One way in which porosity can be introduced to a material is exemplified by the catalyst USY used in fluidised catalytic cracking of heavy crude oil refinery fractions, in which a zeolite catalyst (zeolite Y) is mixed with an alumina binder, and steamed at high temperature to introduce porosity to the alumina component, and also partially to disrupt the zeolite framework in order to make the active sites within zeolite micropores more available to the reactants.

US 2005/0152834 describes the preparation of a zeolite with mesoporosity by adding a carbon aerogel, comprising carbon spheres, into a zeolite synthesis gel, and by subsequently removing the carbon by combustion.

In Chem. Rev., 2006, 106, pp 896-910, and Chem. Mater., 2001, 13, pp 4416-4418, the preparation of zeolites with mesoporosity using carbon nanotubes is described.

However, there remains a need for alternative materials and processes for preparing mesoporous materials, in particular supported catalysts with mesoporosity.

According to the present invention, there is provided a process for producing a supported mesoporous material, which process comprises contacting a support with a template to produce a supported template, and contacting the supported template with one or more microporous material precursor to produce a supported microporous material-template composite, and subsequently removing the template from the supported microporous material-template composite to produce the supported mesoporous and microporous material.

In the present invention, mesoporosity can be introduced to a material by forming or depositing the material around a template. The template dimensions are such that, when it is removed, the microporous material remaining after the template removal comprises mesopores. Mesopores are typically defined as pores with a width or diameter of 2 nm or more, and typically up to 100 nm. Preferred templates are organic compounds or carbon, which can be completely removed from the material through processes such as combustion, or calcination in an oxygen-containing atmosphere. In a typical procedure, removal of the template is achieved through calcination in an oxygen-containing atmosphere at a temperature above 400° C., preferably 500° C. or above to ensure efficient removal of the template. Calcination is usually carried out at temperatures of 800° C. or below, for example 650° C. or below, as higher temperatures can cause decomposition of the mesoporous material.

The pores to be produced typically have a size in the range of from 2 to 100 nm in at least one dimension, for example a width or diameter of 3 to 100 nm. The template therefore typically has corresponding dimensions. In a preferred embodiment of the invention, the template is rod-like or elongated in one dimension, which creates tubular pores within the material on its removal, the width or diameter of the rods/tubes being in the range of from 2 to 100 nm. This type of pore is preferred over shapes such as spheres, for example, as it reduces the extent of template that is inaccessible to the surface of the material once formed around the template. With spherical templates, for example, some of the spheres may be located on the surface of the templated material, while other spheres may be not be accessible to the surface, and hence will not be removed during the template removal process. With rod-like templates, there is continuity to the surface, and hence removal is more efficient, as is the extent of porosity that can be introduced into the material. In a preferred embodiment of the present invention, the template is carbon nanotubes.

## PROBLEM TO WORK ON
Rewrite the paragraph of the mesoporous-material text that begins "In the present invention, mesoporosity" as a short list that keeps its main facts.

## PROVIDED MATERIAL

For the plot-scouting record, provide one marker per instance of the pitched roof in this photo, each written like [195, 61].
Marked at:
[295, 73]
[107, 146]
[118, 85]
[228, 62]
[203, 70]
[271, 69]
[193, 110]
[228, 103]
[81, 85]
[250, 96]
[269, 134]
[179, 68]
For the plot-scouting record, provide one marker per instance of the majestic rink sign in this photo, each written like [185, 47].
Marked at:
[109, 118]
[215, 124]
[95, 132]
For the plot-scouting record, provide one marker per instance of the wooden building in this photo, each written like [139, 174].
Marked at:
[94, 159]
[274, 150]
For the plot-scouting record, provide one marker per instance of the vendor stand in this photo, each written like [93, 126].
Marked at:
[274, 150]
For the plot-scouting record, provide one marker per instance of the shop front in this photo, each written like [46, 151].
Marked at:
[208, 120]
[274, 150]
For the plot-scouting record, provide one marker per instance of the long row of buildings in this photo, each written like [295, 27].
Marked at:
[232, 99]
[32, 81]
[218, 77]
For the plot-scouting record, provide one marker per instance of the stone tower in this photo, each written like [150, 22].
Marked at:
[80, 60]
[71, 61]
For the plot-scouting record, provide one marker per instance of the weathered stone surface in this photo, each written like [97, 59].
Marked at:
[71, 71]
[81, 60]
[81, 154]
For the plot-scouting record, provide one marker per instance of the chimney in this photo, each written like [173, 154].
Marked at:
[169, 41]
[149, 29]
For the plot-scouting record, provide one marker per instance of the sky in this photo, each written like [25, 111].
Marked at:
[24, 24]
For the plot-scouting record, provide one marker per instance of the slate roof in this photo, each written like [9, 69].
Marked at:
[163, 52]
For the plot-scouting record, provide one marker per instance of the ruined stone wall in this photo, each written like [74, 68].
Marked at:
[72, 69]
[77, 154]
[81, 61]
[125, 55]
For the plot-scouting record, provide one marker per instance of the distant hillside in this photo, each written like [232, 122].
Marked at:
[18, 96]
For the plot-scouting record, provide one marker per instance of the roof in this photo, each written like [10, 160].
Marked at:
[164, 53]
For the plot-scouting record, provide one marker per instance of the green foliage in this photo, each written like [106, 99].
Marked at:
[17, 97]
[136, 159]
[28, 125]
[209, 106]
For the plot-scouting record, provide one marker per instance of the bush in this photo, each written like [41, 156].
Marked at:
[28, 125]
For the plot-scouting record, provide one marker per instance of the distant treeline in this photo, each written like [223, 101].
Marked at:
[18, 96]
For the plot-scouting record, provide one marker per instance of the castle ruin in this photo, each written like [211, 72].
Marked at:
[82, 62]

## REPLY
- Mesoporosity is introduced by forming or depositing the material around a template. The template's dimensions leave mesopores in the remaining microporous material after the template is removed.
- Mesopores are typically pores with a width or diameter of 2 nm or more, typically up to 100 nm.
- Preferred templates are organic compounds or carbon. These can be completely removed by combustion or by calcination in an oxygen-containing atmosphere.
- The template is typically removed by calcination in an oxygen-containing atmosphere above 400° C., preferably at 500° C. or above.
- Calcination is usually done at 800° C. or below, for example 650° C. or below, because higher temperatures can decompose the mesoporous material.